§ **Your instructions**
Reproduce, exactly, the lines of the material below from the line containing "the green grass" through the line containing "[[505, 213]]", with both end lines included and nothing else.

§ **Records to use**
☆ ☆ ☆
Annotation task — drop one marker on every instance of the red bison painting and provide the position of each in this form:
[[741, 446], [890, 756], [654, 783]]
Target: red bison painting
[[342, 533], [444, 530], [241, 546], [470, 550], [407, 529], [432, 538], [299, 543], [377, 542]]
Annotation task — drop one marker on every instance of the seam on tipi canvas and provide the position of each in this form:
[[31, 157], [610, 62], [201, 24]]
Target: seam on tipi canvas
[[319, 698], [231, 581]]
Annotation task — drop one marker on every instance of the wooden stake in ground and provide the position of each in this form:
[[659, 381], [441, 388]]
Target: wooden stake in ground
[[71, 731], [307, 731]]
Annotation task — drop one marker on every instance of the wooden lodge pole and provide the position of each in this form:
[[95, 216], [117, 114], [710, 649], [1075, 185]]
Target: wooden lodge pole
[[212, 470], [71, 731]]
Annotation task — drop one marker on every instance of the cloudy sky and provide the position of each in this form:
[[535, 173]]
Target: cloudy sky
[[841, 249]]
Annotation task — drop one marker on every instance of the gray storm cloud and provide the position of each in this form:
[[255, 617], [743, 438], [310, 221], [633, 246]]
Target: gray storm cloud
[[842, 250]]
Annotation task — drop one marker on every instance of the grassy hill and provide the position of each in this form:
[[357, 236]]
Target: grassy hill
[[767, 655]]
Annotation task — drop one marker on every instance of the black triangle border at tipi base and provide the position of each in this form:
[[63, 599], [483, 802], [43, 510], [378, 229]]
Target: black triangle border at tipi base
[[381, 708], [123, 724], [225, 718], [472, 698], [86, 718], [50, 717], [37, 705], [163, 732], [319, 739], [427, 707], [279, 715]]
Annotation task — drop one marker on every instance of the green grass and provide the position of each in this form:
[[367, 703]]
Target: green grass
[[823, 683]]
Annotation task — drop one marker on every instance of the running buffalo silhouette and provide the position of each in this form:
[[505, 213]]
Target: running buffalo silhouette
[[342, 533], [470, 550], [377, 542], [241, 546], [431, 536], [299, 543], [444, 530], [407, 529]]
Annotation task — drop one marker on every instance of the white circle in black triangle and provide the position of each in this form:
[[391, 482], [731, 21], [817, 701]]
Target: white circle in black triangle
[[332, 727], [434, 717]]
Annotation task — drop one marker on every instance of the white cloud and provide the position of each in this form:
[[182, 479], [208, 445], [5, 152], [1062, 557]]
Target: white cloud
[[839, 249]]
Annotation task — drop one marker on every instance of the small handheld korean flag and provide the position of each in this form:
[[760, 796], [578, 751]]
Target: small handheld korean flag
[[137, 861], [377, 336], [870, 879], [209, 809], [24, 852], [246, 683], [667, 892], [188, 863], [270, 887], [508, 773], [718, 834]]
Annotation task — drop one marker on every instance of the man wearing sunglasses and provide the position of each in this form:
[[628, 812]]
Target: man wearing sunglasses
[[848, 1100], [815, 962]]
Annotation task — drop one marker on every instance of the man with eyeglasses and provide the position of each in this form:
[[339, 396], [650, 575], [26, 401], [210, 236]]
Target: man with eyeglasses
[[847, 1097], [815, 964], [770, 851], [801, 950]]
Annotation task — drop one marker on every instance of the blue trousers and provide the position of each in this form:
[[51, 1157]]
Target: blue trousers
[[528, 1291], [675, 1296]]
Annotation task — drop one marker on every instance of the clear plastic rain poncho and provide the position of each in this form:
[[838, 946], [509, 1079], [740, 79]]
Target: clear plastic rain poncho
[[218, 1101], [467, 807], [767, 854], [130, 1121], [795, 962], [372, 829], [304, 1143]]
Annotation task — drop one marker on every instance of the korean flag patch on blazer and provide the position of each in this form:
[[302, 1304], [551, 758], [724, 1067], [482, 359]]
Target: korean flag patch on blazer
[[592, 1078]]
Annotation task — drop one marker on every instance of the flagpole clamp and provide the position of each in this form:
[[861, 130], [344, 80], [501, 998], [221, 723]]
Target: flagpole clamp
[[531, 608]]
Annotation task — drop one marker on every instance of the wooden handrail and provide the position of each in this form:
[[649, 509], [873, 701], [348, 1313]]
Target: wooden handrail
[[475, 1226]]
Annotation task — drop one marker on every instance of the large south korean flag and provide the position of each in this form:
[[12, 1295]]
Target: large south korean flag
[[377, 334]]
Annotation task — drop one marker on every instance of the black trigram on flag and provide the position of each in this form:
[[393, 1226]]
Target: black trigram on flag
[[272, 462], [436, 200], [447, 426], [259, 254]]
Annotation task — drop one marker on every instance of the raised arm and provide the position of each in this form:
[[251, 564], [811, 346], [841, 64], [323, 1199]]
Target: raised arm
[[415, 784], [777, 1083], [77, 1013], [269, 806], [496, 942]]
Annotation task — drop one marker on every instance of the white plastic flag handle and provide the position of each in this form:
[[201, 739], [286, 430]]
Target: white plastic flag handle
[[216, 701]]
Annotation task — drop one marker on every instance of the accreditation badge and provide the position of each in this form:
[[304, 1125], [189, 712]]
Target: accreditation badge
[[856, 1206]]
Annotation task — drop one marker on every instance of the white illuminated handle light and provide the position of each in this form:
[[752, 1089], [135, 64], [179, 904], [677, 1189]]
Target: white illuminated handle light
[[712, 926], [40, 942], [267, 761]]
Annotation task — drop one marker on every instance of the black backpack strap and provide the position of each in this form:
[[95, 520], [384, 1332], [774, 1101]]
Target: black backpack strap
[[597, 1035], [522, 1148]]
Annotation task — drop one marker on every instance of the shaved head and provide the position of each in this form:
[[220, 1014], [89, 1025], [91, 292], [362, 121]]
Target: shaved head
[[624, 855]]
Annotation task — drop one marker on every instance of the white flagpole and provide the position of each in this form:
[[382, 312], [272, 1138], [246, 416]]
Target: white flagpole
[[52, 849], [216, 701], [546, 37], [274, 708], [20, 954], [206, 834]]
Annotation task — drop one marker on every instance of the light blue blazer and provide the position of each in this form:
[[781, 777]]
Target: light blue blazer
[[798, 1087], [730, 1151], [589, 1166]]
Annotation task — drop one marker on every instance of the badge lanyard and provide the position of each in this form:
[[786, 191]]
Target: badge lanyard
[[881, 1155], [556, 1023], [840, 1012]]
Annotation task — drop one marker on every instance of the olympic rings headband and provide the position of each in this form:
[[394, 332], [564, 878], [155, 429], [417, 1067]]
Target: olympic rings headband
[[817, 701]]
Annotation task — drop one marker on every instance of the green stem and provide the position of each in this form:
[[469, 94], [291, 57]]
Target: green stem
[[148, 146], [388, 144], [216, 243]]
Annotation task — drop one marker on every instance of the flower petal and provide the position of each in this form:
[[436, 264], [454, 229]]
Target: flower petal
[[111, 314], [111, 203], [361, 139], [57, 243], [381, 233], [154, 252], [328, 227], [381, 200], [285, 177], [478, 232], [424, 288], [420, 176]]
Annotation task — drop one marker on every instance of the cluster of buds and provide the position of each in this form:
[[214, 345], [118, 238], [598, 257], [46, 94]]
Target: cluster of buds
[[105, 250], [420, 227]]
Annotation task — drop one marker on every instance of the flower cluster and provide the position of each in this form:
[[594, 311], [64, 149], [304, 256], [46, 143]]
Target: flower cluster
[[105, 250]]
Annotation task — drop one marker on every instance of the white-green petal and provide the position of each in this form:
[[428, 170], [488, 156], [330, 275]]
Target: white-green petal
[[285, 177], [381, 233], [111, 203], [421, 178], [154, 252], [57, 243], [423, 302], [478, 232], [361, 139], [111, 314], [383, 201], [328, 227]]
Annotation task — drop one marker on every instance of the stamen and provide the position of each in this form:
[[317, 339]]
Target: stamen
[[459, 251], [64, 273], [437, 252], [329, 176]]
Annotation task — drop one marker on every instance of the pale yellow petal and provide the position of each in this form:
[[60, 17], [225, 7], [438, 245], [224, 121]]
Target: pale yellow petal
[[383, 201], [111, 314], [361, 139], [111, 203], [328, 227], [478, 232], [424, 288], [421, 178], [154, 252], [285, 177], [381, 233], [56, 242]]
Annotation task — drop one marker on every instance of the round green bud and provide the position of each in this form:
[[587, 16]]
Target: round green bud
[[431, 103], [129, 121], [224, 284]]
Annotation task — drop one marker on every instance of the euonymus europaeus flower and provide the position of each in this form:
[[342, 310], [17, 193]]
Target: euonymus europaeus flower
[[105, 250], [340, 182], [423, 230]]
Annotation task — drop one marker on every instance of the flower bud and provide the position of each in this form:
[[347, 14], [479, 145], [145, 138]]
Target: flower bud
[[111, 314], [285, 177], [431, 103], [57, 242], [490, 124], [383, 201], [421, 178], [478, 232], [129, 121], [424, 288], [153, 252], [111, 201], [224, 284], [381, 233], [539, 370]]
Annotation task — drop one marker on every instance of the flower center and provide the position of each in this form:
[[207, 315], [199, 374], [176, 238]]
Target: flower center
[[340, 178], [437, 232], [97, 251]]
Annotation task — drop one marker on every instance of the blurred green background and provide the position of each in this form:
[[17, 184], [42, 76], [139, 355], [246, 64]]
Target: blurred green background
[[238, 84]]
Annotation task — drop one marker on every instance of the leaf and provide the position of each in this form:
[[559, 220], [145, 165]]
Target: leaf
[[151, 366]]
☆ ☆ ☆
§ **Written answer**
Annotation task — drop one marker on every instance of the green grass and provide the position of each in this form:
[[367, 703]]
Target: green grass
[[823, 683]]
Annotation task — drop one marker on every instance of the running buffalo silhouette and provide the position of each in this form:
[[505, 213]]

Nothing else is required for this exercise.